EXERCISE AIM
Extend the piece about the baby who hates sleep, picking up right after its last sentence.

Downtime: Sleep Hater Baby!

BabyA has never been much of a sleeper. From the moment we set eyes on her, she wanted to set eyes on everything else. Shut-eye was an ordeal for her, and making her shut them was a bigger ordeal for me.

The first year of her life, it took at least an hour to make her sleep (sometimes two). I would rock her, pat her, make white noise (since it mimics the sounds of the womb), make her sleep in various gravity- defying positions on my lap to comfort her colic, sing to her till my throat went hoarse and walk with her till my legs were ready to give way. Finally, she would fall asleep, and I wouldn’t move for 15 minutes (watching the clock tick-tock, praying she doesn’t stir), whether my bladder was ready to burst or my feet were plagued with pins and needles. Then I would gently put her in her cot, repeating God’s name over and over again, and if she didn’t wake up, I would settle by her side. Often, this was the time when I could focus on my own bodily and mental needs, so I would hungrily open a bag of chips, and pop one in my mouth. “Crunch!”, and there, she was awake again!

She has always been a sleep-hater! This child can sit through a car-ride for 3 hours from Pune to Bombay, in a car-seat and not catch a wink. What I wouldn’t do for a little magic potion to make her sleep? My mom would say, “After a maalish (massage), you children (her teen anmol ratan) would sleep so well that I could go watch an afternoon film show and come back to catch you just beginning to awaken”.

INFORMATION PROVIDED
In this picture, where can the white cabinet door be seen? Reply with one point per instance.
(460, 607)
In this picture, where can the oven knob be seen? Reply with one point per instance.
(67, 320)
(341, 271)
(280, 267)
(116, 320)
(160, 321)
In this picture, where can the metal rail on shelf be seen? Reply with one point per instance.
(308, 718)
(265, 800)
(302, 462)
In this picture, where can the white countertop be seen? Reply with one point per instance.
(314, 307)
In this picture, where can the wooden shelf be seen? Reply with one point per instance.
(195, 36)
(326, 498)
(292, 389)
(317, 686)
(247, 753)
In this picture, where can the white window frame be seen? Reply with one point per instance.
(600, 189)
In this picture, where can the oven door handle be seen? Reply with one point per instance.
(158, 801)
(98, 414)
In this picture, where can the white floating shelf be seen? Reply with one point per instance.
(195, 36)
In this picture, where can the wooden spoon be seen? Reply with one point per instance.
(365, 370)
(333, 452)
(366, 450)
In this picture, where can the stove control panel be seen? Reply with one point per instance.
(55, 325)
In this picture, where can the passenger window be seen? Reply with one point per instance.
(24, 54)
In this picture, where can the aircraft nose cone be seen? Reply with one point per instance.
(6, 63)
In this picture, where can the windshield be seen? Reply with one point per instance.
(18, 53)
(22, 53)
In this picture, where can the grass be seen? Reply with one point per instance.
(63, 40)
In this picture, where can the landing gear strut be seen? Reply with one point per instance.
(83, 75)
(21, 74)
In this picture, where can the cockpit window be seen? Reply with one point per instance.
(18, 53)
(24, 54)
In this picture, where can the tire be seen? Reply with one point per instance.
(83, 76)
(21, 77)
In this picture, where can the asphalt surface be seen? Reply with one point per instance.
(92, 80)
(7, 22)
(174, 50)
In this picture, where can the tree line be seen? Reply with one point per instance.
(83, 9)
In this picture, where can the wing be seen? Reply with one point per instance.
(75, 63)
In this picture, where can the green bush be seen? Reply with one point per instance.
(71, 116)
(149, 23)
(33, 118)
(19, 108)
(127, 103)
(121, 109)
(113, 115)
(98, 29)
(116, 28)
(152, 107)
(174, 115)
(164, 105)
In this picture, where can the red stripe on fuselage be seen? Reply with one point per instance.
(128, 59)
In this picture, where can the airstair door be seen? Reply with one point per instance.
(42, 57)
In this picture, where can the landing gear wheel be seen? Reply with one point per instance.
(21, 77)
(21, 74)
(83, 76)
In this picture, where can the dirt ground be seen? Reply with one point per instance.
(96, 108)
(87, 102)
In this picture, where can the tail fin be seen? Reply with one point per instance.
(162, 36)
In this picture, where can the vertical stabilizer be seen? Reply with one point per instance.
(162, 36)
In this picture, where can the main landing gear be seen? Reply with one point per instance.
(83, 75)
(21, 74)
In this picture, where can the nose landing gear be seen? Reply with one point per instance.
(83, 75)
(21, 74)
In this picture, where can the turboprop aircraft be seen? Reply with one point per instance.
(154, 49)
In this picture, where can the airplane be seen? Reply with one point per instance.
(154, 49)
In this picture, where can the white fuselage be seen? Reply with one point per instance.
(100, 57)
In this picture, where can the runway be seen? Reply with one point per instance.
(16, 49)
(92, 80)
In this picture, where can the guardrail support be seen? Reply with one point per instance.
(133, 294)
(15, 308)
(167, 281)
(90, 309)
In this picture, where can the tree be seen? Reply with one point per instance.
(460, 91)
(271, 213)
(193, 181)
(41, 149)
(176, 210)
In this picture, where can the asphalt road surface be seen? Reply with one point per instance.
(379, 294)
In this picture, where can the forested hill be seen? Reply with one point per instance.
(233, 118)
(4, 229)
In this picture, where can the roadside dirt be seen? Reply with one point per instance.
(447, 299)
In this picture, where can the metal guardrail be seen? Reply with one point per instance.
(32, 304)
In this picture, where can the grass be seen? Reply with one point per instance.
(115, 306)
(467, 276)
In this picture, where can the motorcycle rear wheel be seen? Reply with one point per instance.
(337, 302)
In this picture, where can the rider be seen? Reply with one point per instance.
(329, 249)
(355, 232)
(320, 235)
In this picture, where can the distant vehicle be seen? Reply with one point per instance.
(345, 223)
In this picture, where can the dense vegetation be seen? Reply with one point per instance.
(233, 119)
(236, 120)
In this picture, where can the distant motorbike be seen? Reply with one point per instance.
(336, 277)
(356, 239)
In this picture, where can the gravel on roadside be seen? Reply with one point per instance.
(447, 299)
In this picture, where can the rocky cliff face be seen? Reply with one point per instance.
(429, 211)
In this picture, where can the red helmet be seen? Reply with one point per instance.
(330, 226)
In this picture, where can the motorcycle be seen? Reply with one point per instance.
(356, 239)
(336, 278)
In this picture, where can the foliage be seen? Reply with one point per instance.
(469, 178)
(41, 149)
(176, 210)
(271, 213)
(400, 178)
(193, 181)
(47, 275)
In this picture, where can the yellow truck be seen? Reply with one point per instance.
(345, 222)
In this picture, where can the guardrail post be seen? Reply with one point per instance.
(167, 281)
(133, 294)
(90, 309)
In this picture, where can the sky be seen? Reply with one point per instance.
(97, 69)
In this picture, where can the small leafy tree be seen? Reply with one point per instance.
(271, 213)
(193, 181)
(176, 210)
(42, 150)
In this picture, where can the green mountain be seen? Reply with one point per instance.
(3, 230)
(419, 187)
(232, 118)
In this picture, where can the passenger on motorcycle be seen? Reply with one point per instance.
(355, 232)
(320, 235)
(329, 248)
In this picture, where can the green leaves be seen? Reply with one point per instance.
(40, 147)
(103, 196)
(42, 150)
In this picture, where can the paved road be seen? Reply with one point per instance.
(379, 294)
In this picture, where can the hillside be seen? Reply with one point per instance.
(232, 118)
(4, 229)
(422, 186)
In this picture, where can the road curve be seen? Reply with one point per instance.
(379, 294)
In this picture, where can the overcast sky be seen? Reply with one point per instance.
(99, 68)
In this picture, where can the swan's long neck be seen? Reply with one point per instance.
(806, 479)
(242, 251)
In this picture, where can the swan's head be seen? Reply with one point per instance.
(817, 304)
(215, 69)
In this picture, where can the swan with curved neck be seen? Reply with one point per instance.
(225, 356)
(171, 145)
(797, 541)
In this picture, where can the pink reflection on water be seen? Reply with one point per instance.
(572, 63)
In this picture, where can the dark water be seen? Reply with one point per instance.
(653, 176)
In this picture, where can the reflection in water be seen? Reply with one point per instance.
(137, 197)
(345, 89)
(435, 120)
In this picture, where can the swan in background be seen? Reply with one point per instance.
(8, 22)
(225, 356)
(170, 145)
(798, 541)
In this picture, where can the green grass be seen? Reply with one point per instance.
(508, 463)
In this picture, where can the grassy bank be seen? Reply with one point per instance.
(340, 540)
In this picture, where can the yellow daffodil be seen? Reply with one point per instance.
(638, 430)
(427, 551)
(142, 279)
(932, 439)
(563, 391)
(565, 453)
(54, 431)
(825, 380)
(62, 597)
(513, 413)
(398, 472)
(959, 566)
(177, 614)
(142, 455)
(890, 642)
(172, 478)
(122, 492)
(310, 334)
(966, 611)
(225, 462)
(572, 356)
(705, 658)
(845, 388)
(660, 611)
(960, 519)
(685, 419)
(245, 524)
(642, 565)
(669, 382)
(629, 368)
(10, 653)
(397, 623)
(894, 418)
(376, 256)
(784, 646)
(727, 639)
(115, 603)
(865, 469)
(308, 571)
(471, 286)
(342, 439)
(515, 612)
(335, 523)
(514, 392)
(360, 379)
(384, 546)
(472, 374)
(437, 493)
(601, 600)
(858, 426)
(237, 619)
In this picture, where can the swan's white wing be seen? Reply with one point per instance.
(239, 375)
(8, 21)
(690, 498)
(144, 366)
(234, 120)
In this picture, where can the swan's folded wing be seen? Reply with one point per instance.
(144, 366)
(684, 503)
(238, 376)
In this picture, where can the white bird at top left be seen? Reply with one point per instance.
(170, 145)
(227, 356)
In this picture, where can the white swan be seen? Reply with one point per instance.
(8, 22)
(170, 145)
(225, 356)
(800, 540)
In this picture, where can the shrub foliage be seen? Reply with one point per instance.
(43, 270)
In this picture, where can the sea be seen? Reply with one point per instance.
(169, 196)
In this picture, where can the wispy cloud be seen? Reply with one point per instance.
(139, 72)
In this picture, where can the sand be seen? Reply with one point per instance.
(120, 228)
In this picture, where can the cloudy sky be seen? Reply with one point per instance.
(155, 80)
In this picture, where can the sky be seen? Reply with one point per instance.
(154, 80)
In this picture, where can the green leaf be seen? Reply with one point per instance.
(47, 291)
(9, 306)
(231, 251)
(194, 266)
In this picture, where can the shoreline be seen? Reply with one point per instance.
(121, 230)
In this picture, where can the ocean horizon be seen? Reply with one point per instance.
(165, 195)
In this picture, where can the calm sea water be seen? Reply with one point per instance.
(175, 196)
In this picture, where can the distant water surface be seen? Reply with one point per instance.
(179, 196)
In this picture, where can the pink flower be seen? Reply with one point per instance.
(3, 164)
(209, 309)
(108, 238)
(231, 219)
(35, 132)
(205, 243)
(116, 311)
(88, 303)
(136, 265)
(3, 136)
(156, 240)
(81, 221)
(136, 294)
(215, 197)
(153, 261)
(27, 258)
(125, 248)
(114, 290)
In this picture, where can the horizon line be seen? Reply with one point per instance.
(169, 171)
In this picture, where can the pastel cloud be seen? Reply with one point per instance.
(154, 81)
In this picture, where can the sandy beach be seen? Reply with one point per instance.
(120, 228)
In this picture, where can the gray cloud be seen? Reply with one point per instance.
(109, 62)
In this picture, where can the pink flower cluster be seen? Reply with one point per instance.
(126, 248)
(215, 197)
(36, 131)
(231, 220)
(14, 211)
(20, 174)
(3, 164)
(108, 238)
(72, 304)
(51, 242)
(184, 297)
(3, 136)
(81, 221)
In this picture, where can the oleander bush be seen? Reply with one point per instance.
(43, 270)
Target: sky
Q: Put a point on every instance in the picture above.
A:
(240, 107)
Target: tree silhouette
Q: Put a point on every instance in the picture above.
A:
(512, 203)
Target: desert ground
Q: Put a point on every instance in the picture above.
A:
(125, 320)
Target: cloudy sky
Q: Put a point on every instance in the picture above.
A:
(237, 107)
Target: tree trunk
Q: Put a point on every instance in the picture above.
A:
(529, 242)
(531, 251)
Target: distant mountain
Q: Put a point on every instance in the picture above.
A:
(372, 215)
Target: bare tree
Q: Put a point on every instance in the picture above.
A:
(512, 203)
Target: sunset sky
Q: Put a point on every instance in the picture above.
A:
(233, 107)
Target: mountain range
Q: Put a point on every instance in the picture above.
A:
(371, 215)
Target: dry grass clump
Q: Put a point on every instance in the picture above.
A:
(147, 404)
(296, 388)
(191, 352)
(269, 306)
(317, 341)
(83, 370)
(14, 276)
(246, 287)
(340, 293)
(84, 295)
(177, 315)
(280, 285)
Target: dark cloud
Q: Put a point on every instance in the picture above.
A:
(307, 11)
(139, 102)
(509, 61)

RESPONSE AREA
I never understood whether it was evolution that was affecting this generation of babies: our own prenatal (and postnatal) environments that were filled with stress due to our high strung mindsets and highly mobile life, or something else. I searched and searched… and later found out that our mothers really did have a magic potion. It was available off-the-counter as “Woodward’s Gripe Water”. Now, I know that we have the option of giving gripe water although it has lost some popularity in the last 30 years, but what we don’t have any longer is the alcoholic variety! I searched high and low for the old style gripe water WITH ALCOHOL but I can’t get it even if I pay a million bucks (I know because I was willing to!) All brands of gripe water now have a huge sign saying “without alcohol”. Why would they do this: a little alcohol never hurt anyone, especially a sleep-hater baby. For all those judging me, I feel like if we turned out right after a peg of gripe water every morning, then it can’t be so bad for our kids!

I have read several articles that tell you how many hours of sleep a child needs. BabyA fell short of that by 2-3 hours every time. This didn’t really work well with me, since the one thing I find hardest to deal with is Sleep Deprivation. I can handle the tantrums and the terrible twos but I need 8 hours of sleep, otherwise I’m like a Neanderthal (club in hand, and all) moving around with a mercurial temper.

Moms who are blessed with kids who love their sleep will never know what I’m talking about and moms who are right now mentally composing their scathing comments about Sleep Training Techniques want to whip me. Let’s just say, sleep training wasn’t for me. I know it would have saved me much misery (especially the months where she would wake up every hour throughout the night, expecting to be comforted by a 20 minute drill each time), but I couldn’t!

So I trundled along, singing lullabies and doing a solid workout while trying to make her sleep. From 2 hours, we have been able to come down to 30-45 minutes, the kindness of which I thank BabyA for every day. But I must say, till date, I never have any clue when she will knock off because there are no classic sleep symptoms: No typical reduction of movement, decrease in conversation, glassy-eyes, yawning… Nothing! In fact, till the second before she falls into deep slumber (if she knows such a condition), she will be either singing on the top of her voice or talking continuously, while twirling, whirling and swirling all over my bed.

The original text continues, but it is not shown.